Direction – Return all of the entries below verbatim, leaving the pictures out.

(Lines of data)
★ ★ ★

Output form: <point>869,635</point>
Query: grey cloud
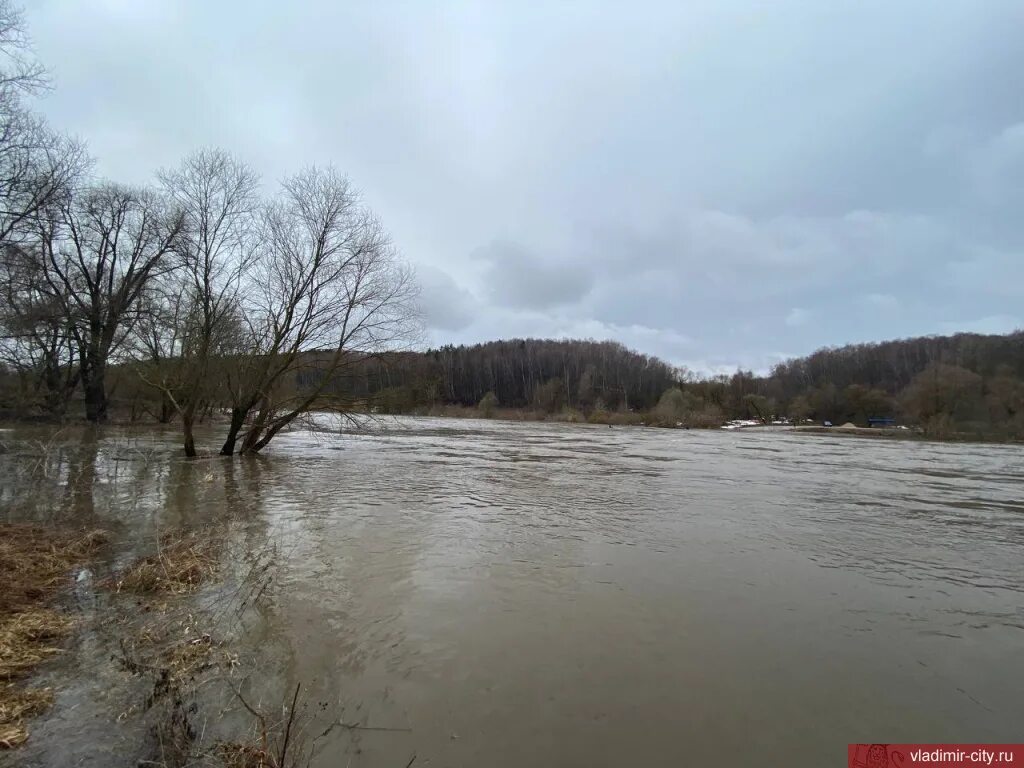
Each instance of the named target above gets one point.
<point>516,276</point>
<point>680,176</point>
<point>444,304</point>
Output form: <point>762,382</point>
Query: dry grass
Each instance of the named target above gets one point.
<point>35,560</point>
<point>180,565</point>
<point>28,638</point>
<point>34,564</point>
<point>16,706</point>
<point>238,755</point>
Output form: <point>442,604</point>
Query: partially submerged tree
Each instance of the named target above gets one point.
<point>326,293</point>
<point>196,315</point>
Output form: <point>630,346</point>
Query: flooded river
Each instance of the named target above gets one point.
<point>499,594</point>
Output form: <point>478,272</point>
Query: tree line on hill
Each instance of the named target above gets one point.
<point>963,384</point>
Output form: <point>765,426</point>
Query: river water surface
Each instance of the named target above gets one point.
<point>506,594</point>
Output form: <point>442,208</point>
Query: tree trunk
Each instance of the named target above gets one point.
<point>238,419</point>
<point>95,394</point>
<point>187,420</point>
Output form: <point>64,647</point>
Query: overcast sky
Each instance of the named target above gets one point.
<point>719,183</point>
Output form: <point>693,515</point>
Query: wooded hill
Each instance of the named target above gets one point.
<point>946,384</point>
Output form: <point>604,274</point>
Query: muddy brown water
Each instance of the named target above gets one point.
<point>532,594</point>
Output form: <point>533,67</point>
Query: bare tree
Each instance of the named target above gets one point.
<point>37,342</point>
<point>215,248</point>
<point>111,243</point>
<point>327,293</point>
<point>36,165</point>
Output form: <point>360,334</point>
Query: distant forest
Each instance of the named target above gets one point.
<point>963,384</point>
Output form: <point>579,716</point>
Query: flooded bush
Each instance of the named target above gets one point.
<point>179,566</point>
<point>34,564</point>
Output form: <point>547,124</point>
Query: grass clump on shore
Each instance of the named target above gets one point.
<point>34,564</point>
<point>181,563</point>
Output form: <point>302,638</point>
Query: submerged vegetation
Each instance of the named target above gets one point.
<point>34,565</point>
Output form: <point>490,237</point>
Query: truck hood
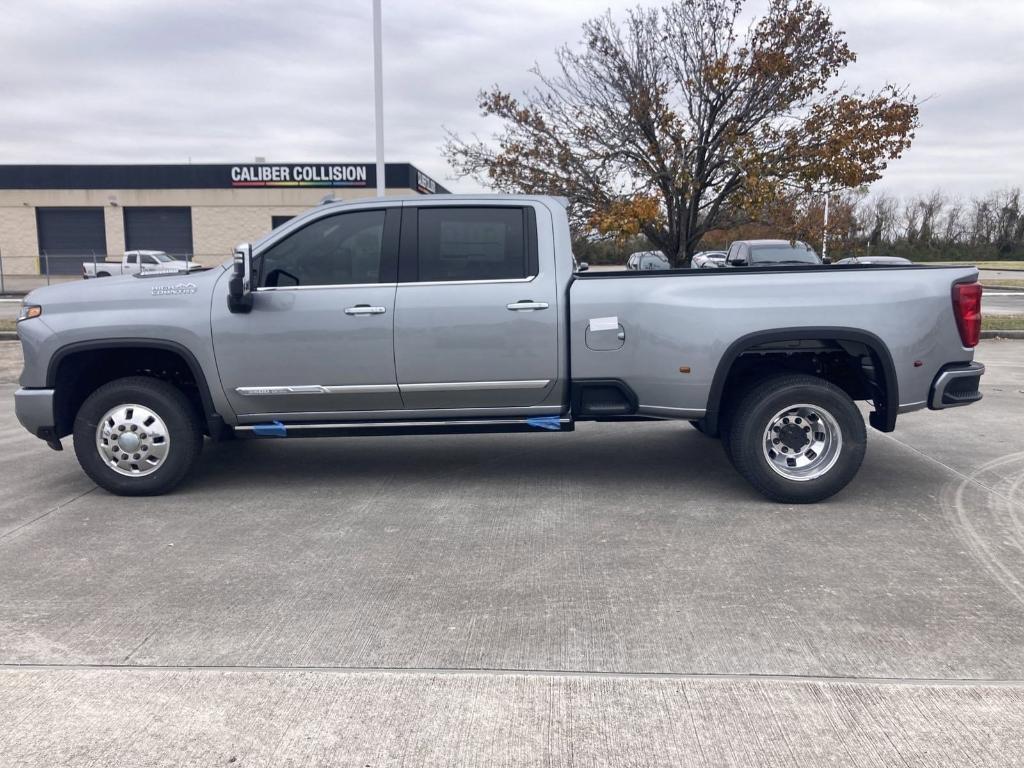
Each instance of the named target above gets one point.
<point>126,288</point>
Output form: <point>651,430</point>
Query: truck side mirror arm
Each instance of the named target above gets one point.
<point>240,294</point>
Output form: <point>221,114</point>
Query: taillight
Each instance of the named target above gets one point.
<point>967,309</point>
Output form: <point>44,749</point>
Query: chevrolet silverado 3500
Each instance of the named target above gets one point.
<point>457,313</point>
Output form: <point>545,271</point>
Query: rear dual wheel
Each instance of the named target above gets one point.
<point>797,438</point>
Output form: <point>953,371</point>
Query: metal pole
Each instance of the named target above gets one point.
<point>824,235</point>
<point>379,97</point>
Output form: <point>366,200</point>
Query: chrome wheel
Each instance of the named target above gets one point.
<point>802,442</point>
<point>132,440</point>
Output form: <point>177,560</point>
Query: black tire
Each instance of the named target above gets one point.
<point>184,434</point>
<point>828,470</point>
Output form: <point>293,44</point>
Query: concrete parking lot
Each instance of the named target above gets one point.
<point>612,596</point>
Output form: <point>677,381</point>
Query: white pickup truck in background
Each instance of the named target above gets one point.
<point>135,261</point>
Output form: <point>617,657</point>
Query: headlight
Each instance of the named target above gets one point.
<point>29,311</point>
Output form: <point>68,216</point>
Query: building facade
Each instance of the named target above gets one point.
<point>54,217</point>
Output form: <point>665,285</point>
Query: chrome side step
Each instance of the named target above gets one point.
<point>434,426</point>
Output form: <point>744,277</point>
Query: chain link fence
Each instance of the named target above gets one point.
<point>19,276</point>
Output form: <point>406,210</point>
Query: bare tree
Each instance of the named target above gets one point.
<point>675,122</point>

★ ★ ★

Task output –
Output form: <point>869,635</point>
Query: grey cloud
Each instance of the named target above gets one point.
<point>516,276</point>
<point>680,176</point>
<point>444,304</point>
Output form: <point>762,382</point>
Query: dry grass
Each instance of the named target above gets one point.
<point>35,560</point>
<point>180,565</point>
<point>28,638</point>
<point>34,564</point>
<point>16,706</point>
<point>238,755</point>
Output form: <point>442,604</point>
Query: partially submerged tree
Each instance of the named target above gets one point.
<point>326,293</point>
<point>196,315</point>
Output form: <point>630,346</point>
Query: flooded river
Each instance of the named target above gets one point.
<point>499,594</point>
Output form: <point>478,272</point>
Query: tree line on hill
Each instance of the named target above gets one point.
<point>963,384</point>
Output form: <point>765,426</point>
Query: river water surface
Each instance of the named target above gets one point.
<point>506,594</point>
Output form: <point>442,208</point>
Query: tree trunk
Each instance of the named target above gets one point.
<point>238,419</point>
<point>95,394</point>
<point>187,420</point>
Output form: <point>64,647</point>
Query: overcast sky
Each instance of the named target above gets one point.
<point>719,183</point>
Output form: <point>693,515</point>
Query: wooded hill
Each instance of the named target above gets one point.
<point>946,384</point>
Output form: <point>604,274</point>
Query: muddy brown water
Each instance of the named target above gets one point.
<point>532,594</point>
Output form: <point>533,67</point>
Query: bare tree
Each instance of the named target above gets one point.
<point>37,342</point>
<point>215,248</point>
<point>111,243</point>
<point>327,293</point>
<point>36,165</point>
Output form: <point>360,334</point>
Query: distant forest
Each instance of the named target above gets one point.
<point>963,384</point>
Output form: <point>579,716</point>
Query: flooded bush
Each instance of the named target above gets one point.
<point>179,566</point>
<point>34,564</point>
Output form: <point>547,124</point>
Query: grass clump on shore
Each instance of the named target above gets one point.
<point>34,564</point>
<point>181,563</point>
Output form: <point>302,638</point>
Query: submerged vegetation
Each instance of the named target above gets one point.
<point>34,565</point>
Output form: <point>490,237</point>
Query: truck hood
Each instance of the named target above gets one point.
<point>126,288</point>
Output form: <point>651,430</point>
Query: truck side mirror arm
Each instance of the named target above gets one point.
<point>240,294</point>
Output form: <point>221,114</point>
Query: taillight
Each instance of the named target above gets one point.
<point>967,309</point>
Output form: <point>44,749</point>
Query: chevrolet silverado 3500
Each instance of the named target above gets one point.
<point>457,313</point>
Output form: <point>545,271</point>
Query: rear dual wheel
Each instance of the named target above gets one point.
<point>797,438</point>
Output form: <point>953,371</point>
Query: metal pole
Each instance of the named target above gets one point.
<point>824,235</point>
<point>379,97</point>
Output form: <point>366,200</point>
Query: chrome wheel
Each instance of the named target above gets one point.
<point>802,442</point>
<point>132,440</point>
Output form: <point>177,560</point>
Query: black tire
Each instance of the named target above gets one point.
<point>184,434</point>
<point>828,470</point>
Output form: <point>293,44</point>
Query: concrete parking lot
Each instance of the named target above gets one point.
<point>612,596</point>
Output form: <point>677,381</point>
Query: white pickup truck in background
Each instance of the named target above gets one point.
<point>135,261</point>
Output form: <point>617,657</point>
Query: headlight
Each instance of the named target above gets one point.
<point>29,311</point>
Output form: <point>68,216</point>
Query: building facade
Each instance of the named target above gets one point.
<point>54,217</point>
Output form: <point>665,285</point>
Query: chrome side step
Each instance of the named target above gets one point.
<point>434,426</point>
Output form: <point>744,277</point>
Query: chain link fence
Each instance of the named target above gets one point.
<point>19,276</point>
Output form: <point>406,210</point>
Query: bare tree
Each instance of the named target above gets one point.
<point>675,122</point>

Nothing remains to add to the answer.